To do -
Take the entries below and retype them word for word, excluding the images.

Records supplied -
○ ○ ○ ○ ○

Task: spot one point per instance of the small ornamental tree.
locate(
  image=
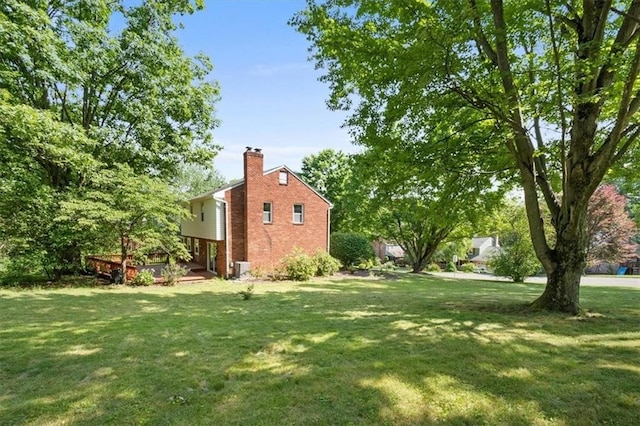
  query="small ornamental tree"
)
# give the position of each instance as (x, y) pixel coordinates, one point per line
(609, 227)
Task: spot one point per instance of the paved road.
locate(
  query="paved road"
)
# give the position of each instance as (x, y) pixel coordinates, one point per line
(592, 280)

○ ○ ○ ○ ○

Answer section -
Task: spot one point per instance of the small ornamental tree.
locate(
  image=
  query="small ornamental tree"
)
# give the position of each instance as (x, y) pixel coordinates, one point per line
(609, 227)
Task: spot one point per instance of the paved road.
locate(
  query="paved road"
)
# give the position of each instance as (x, y) pixel coordinates, one point per line
(592, 280)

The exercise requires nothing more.